• **Available records**
━━━━━━━━━━━━━━━━━━━━
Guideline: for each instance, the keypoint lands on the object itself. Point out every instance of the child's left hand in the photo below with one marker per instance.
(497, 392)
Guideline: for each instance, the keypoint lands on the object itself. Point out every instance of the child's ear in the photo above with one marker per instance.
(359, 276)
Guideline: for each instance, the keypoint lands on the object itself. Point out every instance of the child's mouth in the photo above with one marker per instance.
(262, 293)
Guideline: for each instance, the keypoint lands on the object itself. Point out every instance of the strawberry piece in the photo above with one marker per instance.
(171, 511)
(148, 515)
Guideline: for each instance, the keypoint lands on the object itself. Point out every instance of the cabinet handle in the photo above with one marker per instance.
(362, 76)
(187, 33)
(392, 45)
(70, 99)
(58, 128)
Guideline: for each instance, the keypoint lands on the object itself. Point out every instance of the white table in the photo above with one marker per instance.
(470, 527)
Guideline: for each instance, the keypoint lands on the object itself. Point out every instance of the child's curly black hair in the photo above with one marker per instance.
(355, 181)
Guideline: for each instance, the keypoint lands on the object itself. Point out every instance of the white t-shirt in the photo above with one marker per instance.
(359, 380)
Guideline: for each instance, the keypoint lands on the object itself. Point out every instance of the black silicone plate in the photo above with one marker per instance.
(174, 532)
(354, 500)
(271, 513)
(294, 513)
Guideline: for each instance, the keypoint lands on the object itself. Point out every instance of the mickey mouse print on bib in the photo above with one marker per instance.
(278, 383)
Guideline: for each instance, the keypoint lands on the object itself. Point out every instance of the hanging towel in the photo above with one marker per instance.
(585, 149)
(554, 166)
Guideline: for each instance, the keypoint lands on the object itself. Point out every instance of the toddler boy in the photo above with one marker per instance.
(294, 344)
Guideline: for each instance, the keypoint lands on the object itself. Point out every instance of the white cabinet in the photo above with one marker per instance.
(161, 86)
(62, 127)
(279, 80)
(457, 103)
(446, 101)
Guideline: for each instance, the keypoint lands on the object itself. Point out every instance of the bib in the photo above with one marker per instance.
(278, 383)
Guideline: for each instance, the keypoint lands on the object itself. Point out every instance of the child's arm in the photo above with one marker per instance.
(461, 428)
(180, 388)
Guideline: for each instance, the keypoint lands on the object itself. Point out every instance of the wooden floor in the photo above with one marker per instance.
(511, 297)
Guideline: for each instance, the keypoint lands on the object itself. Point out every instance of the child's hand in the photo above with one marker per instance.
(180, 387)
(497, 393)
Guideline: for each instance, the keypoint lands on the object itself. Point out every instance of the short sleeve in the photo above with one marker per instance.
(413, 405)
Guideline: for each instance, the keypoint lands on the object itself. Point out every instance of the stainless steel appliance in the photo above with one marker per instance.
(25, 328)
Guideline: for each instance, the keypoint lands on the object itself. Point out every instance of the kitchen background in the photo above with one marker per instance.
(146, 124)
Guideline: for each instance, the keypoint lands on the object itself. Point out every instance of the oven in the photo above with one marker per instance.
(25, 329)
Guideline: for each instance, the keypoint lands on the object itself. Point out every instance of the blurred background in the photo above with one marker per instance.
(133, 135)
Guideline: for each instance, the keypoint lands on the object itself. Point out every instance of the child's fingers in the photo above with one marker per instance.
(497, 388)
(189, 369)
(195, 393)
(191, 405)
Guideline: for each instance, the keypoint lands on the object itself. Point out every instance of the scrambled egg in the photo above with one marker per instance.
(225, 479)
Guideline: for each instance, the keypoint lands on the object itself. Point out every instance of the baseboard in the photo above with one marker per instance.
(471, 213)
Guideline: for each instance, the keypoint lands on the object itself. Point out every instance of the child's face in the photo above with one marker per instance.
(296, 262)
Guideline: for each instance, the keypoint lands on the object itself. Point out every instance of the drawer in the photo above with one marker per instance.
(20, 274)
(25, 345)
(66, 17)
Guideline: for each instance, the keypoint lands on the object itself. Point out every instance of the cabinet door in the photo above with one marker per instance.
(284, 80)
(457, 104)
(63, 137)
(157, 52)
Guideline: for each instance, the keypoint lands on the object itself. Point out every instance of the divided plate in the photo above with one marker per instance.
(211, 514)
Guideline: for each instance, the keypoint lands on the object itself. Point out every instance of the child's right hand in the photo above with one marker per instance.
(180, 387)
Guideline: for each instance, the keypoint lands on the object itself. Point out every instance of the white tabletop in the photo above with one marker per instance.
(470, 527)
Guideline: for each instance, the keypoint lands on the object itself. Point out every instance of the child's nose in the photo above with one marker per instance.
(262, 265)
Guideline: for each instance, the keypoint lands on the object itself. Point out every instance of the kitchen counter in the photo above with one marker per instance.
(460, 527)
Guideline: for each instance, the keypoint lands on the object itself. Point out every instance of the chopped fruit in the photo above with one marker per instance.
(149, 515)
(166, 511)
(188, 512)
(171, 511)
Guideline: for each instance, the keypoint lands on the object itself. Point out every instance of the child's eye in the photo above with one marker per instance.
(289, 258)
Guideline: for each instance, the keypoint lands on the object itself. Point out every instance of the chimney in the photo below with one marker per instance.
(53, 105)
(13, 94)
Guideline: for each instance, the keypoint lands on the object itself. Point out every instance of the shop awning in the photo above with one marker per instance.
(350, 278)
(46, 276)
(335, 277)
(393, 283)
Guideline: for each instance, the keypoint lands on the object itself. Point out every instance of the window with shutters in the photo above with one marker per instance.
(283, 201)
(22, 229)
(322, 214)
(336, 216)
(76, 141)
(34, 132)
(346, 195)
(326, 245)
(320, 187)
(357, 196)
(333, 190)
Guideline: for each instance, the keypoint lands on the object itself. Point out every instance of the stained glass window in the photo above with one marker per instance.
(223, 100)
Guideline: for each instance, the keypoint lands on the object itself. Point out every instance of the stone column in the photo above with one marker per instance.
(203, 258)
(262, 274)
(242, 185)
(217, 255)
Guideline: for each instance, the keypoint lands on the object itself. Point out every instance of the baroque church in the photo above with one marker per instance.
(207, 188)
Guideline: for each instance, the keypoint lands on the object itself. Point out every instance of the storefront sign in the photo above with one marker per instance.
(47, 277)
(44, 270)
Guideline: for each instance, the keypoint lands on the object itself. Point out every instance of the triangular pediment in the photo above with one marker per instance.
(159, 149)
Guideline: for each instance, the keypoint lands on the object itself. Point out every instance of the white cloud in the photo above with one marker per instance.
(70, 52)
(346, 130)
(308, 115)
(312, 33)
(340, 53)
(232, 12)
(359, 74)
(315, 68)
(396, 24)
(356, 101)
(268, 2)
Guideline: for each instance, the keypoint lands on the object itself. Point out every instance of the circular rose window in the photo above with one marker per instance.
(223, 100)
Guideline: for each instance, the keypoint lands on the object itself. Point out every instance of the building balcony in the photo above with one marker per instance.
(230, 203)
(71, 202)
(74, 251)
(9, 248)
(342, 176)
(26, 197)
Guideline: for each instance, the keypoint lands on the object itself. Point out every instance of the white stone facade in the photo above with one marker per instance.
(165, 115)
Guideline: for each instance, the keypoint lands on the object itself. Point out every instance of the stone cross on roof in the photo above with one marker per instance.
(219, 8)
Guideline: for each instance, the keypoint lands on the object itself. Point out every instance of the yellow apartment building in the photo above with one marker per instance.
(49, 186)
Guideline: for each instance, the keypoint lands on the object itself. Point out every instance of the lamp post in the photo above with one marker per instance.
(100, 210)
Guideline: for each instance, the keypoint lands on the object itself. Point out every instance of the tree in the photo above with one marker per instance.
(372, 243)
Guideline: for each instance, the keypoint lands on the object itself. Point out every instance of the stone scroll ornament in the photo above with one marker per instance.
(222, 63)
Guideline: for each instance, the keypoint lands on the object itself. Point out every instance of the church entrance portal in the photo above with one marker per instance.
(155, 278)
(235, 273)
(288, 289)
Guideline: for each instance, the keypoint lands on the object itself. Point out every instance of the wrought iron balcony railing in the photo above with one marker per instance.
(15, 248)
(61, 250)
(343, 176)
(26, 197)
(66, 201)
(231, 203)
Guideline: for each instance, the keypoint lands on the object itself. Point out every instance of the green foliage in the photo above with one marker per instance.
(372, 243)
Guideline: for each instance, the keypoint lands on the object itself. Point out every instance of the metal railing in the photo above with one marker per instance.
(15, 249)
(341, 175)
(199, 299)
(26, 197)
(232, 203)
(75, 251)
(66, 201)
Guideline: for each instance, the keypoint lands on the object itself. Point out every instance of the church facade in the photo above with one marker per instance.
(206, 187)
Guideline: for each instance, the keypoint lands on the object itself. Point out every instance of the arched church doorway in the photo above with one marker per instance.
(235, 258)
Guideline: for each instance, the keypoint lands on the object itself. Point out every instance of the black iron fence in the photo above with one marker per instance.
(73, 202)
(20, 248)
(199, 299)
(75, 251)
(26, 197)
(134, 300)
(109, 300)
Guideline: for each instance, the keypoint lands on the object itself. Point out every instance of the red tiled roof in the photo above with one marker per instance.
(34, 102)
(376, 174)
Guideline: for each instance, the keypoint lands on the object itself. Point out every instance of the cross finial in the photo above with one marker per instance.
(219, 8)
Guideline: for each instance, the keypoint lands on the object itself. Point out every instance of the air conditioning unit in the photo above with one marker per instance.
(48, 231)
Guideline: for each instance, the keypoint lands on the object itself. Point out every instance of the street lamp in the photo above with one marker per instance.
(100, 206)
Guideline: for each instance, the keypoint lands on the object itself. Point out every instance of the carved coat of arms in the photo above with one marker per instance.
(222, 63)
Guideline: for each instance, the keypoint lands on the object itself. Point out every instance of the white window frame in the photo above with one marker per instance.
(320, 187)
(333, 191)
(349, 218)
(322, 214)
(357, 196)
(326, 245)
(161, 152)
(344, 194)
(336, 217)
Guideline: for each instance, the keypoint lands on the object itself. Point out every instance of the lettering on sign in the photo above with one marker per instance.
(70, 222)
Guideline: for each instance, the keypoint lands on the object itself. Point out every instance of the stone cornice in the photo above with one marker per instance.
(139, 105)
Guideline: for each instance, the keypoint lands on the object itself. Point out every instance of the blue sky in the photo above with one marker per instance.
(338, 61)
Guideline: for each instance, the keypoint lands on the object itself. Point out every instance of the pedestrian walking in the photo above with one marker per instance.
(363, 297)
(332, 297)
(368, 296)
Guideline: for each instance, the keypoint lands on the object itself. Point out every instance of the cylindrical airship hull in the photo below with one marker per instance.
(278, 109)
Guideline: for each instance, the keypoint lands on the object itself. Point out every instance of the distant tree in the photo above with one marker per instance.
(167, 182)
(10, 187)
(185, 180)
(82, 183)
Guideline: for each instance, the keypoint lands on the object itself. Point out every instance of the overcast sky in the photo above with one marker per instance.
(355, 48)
━━━━━━━━━━━━━━━━━━━━
• **Stated exercise**
Look above for the line that holds "of the lettering", then copy it and each line after it exactly, through the last line of the data.

• **Answer for the task**
Guideline: for each instance, the keypoint lands on the object itself. Point out every instance of the lettering on sign in the photo above with one marker per instance.
(70, 222)
Guideline: for each instance, the keypoint lands on the object itself. Point out every instance of the stone cornice in the photo above with one marker per instance.
(139, 105)
Guideline: for each instance, the keypoint lands on the object itself. Point out every instance of the blue sky in the photo above with one marker per instance.
(338, 61)
Guideline: for each instance, the keypoint lands on the object itself. Point out every instance of the pedestrian walking in the photo above with one marker per instance.
(363, 297)
(332, 297)
(368, 296)
Guideline: for each instance, the keypoint lands on the object itself. Point out every instance of the cylindrical airship hull in the photo below with one marker per instance.
(278, 109)
Guideline: for each instance, the keypoint lands on the object itself. Point out every instance of the distant tree in the photo above with one marker per instance.
(167, 182)
(10, 187)
(185, 180)
(82, 183)
Guideline: for each instance, the keypoint lands on the object itself. Point out every instance of the overcast sky in the photo above with one marker per instance.
(355, 48)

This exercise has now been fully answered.